DATA FOR THIS EXERCISE:

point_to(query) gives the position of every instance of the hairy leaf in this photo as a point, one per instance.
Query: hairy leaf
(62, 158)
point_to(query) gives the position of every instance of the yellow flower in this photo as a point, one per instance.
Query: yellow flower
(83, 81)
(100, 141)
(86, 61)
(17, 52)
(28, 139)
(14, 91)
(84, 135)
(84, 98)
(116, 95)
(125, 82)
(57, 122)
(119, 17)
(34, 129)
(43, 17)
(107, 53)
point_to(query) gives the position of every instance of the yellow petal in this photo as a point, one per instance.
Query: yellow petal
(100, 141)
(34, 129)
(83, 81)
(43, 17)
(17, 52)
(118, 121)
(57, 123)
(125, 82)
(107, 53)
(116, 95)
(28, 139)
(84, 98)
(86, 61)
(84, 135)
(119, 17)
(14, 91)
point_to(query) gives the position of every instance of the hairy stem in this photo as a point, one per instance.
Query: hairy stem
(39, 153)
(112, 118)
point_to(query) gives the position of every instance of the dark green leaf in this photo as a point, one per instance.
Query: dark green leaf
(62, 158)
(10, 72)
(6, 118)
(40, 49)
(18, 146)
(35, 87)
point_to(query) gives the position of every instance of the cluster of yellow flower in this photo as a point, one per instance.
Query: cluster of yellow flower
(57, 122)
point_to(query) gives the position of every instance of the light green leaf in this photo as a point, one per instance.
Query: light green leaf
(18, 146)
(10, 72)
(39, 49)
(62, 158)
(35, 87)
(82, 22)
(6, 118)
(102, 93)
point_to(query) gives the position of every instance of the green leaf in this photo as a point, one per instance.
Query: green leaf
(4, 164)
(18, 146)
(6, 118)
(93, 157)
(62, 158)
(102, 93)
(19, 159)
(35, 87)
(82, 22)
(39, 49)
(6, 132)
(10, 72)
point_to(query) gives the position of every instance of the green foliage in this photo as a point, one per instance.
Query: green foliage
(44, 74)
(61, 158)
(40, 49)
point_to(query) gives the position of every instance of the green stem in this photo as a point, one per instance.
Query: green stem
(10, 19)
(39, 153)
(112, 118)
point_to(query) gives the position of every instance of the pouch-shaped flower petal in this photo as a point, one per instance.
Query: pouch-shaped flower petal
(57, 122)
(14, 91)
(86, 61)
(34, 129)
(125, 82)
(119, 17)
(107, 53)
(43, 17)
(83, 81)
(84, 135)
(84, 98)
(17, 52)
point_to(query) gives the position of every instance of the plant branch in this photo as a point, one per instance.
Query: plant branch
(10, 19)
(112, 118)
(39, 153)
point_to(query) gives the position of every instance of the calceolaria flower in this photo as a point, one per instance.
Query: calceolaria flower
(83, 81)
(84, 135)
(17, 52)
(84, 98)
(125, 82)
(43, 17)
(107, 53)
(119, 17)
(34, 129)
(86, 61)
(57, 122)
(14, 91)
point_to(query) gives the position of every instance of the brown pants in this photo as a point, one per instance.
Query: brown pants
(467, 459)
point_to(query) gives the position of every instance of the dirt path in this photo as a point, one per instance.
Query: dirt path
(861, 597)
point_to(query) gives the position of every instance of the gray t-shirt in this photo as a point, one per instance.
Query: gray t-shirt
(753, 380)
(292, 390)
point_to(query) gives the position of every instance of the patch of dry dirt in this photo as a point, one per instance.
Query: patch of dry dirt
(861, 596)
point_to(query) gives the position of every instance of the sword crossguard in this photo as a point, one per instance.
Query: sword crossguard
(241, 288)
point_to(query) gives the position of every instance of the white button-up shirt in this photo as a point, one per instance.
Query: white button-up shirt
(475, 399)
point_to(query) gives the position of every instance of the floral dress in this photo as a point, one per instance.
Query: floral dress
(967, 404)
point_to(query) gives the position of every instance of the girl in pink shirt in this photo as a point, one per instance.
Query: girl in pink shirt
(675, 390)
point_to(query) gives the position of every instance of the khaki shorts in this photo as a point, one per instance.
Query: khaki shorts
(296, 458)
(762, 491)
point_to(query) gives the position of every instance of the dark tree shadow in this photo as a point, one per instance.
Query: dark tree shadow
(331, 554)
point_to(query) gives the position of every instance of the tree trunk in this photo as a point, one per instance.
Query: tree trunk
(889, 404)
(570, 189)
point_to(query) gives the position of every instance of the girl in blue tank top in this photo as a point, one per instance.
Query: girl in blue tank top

INSTRUCTIONS FOR THE TASK: Your task is to restate, word for word, only those lines above that fall between the line holding "of the plant" and the line holding "point_to(query) gives the position of every instance of the tree", inclusive.

RESPONSE AREA:
point_to(query) gives the position of every instance of the plant branch in this photo as a point, one per instance.
Query: plant branch
(10, 19)
(112, 118)
(39, 153)
point_to(query) gives the position of every instance of the calceolaria flower in this photo as a point, one per instance.
Query: calceolaria flower
(83, 81)
(84, 135)
(17, 52)
(84, 98)
(125, 82)
(43, 17)
(107, 53)
(119, 17)
(34, 129)
(86, 61)
(57, 122)
(14, 91)
point_to(query) gives the position of every instance of the brown pants in this photo as a point, one per instance.
Query: brown pants
(467, 459)
point_to(query) gives the position of every instance of the dirt path in this photo as a point, one per instance.
Query: dirt path
(861, 597)
point_to(query) gives the position of every instance of the gray t-shirt in this photo as a point, one per instance.
Query: gray t-shirt
(753, 380)
(292, 390)
point_to(query) gives the position of every instance of the patch of dry dirt in this photo as a point, one per instance.
Query: patch of dry dirt
(861, 596)
point_to(query) gives the position of every instance of the sword crossguard in this photo as a point, one per instance.
Query: sword crossguard
(241, 288)
point_to(query) gives the position of every instance of the white button-up shirt in this photo as a point, one per instance.
Query: white button-up shirt
(475, 399)
point_to(query) gives the position of every instance of the floral dress in this photo as a point, one per instance.
Query: floral dress
(967, 404)
point_to(query) gives the position of every instance of the girl in pink shirt in this photo as a point, one per instance.
Query: girl in pink shirt
(675, 390)
point_to(query) gives the position of every instance of the khaki shorts in this photo as a point, one per instance.
Query: khaki shorts
(296, 458)
(762, 491)
point_to(query) gives the position of every instance of the dark tree shadow in this photo as a point, one per instance.
Query: dark tree shadow
(331, 554)
point_to(query) gives the position of every instance of the tree trunk in this photo as a point, one per instance.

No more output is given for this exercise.